Below is a set of records; print all of them exactly as written.
---------- TASK DATA
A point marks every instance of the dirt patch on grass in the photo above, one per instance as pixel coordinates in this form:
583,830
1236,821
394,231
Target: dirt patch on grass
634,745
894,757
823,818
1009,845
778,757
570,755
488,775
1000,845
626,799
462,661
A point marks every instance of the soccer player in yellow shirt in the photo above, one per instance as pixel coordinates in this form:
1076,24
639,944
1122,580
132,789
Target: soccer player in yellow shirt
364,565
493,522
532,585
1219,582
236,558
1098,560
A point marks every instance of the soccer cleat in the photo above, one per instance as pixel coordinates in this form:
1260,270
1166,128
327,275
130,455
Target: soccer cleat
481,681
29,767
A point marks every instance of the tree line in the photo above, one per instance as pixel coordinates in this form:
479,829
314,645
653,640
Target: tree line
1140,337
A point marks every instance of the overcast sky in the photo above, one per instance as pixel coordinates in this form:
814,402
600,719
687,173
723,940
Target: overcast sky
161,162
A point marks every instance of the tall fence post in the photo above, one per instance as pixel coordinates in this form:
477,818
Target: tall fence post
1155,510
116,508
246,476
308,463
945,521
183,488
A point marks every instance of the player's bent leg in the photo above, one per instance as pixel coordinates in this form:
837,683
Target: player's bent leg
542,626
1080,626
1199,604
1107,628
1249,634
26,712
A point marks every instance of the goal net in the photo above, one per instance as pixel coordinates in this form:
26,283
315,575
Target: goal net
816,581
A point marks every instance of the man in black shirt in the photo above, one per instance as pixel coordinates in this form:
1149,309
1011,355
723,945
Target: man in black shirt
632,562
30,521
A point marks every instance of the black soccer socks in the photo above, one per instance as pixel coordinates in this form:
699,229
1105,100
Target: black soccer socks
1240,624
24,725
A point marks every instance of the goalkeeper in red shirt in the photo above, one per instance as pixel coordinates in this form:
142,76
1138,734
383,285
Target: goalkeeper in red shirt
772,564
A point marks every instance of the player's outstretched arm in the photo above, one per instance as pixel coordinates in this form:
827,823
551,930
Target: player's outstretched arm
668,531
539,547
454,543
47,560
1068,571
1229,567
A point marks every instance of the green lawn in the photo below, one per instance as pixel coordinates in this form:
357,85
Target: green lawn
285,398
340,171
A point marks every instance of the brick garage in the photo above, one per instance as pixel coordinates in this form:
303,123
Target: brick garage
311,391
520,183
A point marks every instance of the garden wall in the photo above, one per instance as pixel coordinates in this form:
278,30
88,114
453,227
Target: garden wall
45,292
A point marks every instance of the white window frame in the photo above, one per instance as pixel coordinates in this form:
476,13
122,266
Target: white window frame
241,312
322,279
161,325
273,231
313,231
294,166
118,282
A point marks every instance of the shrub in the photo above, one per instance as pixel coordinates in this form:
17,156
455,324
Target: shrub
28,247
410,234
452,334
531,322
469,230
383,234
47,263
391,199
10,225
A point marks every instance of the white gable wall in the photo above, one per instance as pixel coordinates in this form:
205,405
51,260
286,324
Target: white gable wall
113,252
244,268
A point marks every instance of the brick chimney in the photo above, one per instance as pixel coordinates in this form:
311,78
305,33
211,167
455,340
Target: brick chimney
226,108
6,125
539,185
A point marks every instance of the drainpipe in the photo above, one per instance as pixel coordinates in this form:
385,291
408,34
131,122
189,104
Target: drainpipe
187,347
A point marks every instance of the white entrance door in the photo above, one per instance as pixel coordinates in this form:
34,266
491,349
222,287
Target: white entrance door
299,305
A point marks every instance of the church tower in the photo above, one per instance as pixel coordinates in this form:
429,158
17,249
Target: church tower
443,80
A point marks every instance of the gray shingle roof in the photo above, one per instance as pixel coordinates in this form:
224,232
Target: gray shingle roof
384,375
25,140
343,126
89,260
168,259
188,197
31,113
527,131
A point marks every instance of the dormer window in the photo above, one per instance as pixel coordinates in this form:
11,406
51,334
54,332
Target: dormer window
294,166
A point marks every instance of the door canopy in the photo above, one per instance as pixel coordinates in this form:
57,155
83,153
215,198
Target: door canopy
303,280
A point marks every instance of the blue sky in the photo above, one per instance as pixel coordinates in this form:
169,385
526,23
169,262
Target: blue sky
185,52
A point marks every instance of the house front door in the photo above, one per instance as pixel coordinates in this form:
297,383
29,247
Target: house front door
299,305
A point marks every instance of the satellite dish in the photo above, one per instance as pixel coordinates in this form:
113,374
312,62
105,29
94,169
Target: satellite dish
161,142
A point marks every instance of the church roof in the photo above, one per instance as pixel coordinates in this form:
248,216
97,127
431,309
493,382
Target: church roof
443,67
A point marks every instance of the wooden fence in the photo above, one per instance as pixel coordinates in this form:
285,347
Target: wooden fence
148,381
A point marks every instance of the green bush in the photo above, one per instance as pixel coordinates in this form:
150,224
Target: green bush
--------------------
- WORKED SOLUTION
A point marks every instance of the dirt patch on grass in the photo above, one per instance as pixel coordinates in this form:
583,830
1236,821
394,231
Target: dirt patch on grass
634,745
894,757
823,818
1009,845
778,757
570,755
488,775
1000,845
626,799
462,661
A point marks every instance of the soccer player in yellow shirt in the photo above, one per instance as pixel coordinates in this form:
1076,24
639,944
1122,580
132,789
Target: soccer player in yellow shirt
364,565
493,522
532,585
1219,582
236,558
1098,560
A point marks every instance of the soccer cleat in the photo above, one per instance as pixel coordinates in this form:
1260,270
1166,128
327,275
130,455
Target: soccer cleat
481,681
29,767
A point marks every instance of the tree line in the photo above, one per instance as pixel coordinates in this form:
479,829
314,645
653,640
Target: tree line
1140,337
A point marks every instance of the overcast sky in the photo above, one per instance as pixel coordinates in this form:
814,402
600,719
687,173
723,940
Target: overcast sky
161,162
A point marks every instance of the tall fence post in the photo above, one per instance as pixel coordinates in this form:
477,818
Target: tall fence post
1155,510
116,508
246,476
308,463
945,521
183,488
A point marks every instance of the player's bent leg in the photo above, one per instance as pixel coordinates in this form:
837,683
Target: player's bent leg
542,626
1080,626
1199,604
1107,628
1249,634
26,712
A point marks every instance of the goal net in the photo above, one per instance as pixel coordinates in this form:
26,283
315,575
Target: goal net
816,581
A point marks every instance of the man in black shirt in the photo above, one per instance as pixel coordinates in this form:
1149,309
1011,355
723,945
Target: man in black shirt
632,562
30,521
A point marks every instance of the black soccer socks in the photo above, one per instance as pixel coordinates in this form:
699,229
1105,100
Target: black soccer socks
1240,624
24,725
A point marks every instance of the goalkeeper in red shirt in the photo above, one per instance as pixel coordinates in this form:
142,76
1138,734
383,285
Target: goalkeeper in red shirt
772,564
A point marks every instance of the player's outstretched arm in the photo above, one per instance as pixel coordinates in this form:
827,823
551,930
Target: player's outstretched arm
668,531
539,547
454,543
47,560
1068,571
1229,567
A point marks every instance of the green lawn in the photo below, one per instance as pixel coordinates in this form:
357,85
Target: green lawn
285,398
340,171
A point marks every instance of the brick garage in the photo above, one per instance as pixel coordinates in this form:
303,123
Target: brick garage
311,391
520,183
A point marks every instance of the garden wall in the photo above, one per instance as pixel coordinates in this form:
278,30
88,114
453,227
Target: garden wall
45,292
A point marks every instance of the white window frame in the photo above, one per instance as pixel coordinates in this form:
476,13
122,266
Target: white window frame
241,312
322,279
161,325
273,231
313,231
294,166
118,282
A point marks every instance of the shrub in the photo above, one per instance as pixel coordinates in this form:
17,156
455,324
Target: shrub
28,247
410,234
452,334
531,322
469,230
383,234
47,263
391,199
10,225
A point marks every instance of the white gable wall in the photo above, one per instance as pixel coordinates in this form:
205,405
51,260
286,324
Target: white gable wall
113,252
244,268
A point marks every instance of the brick chimney in the photo above, one per instance as pixel coordinates in this form:
311,78
305,33
211,167
455,340
Target: brick chimney
226,108
6,125
539,185
A point marks every instance of the drainpipe in the photo above, one per instance as pixel coordinates in this form:
385,291
408,34
131,122
189,104
Target: drainpipe
187,347
A point marks every instance of the white entrance door in the photo above, one per instance as pixel coordinates in this form:
34,266
491,349
222,287
Target: white entrance door
299,305
A point marks every instance of the church tower in the photo above, one per instance as pixel coordinates in this form:
429,158
17,249
Target: church tower
443,80
A point marks every instance of the gray shingle roof in the photo above, one per instance as pixel coordinates in this form:
224,232
Target: gray shingle roof
384,375
25,140
343,126
89,260
168,259
188,197
31,113
527,131
A point marks every instance of the dormer window in the photo above, one per instance as pixel coordinates in this form:
11,406
51,334
54,332
Target: dormer window
294,166
A point marks every instance of the door canopy in the photo above, one per instance as pixel coordinates in this form:
57,155
83,153
215,198
Target: door canopy
303,280
A point marks every instance of the blue sky in the photo above, one per instance as pixel coordinates in this form:
169,385
526,23
169,262
Target: blue sky
185,52
A point marks every instance of the house front door in the photo above, one per instance as pixel coordinates in this form:
297,383
29,247
Target: house front door
299,305
A point marks every instance of the satellite dish in the photo above, one per instance as pixel coordinates in this form:
113,374
312,62
105,29
94,169
Target: satellite dish
161,142
A point marks every instance of the church roof in the photo above, one per instance as pixel coordinates in this form:
248,216
97,127
431,309
493,382
Target: church roof
443,67
A point marks every instance of the wooden fence in the photo above, one per instance as pixel coordinates in this form:
285,347
Target: wooden fence
148,381
A point marks every instance of the green bush in the photo above, one per instance as pixel coordinates in this form:
150,224
Target: green bush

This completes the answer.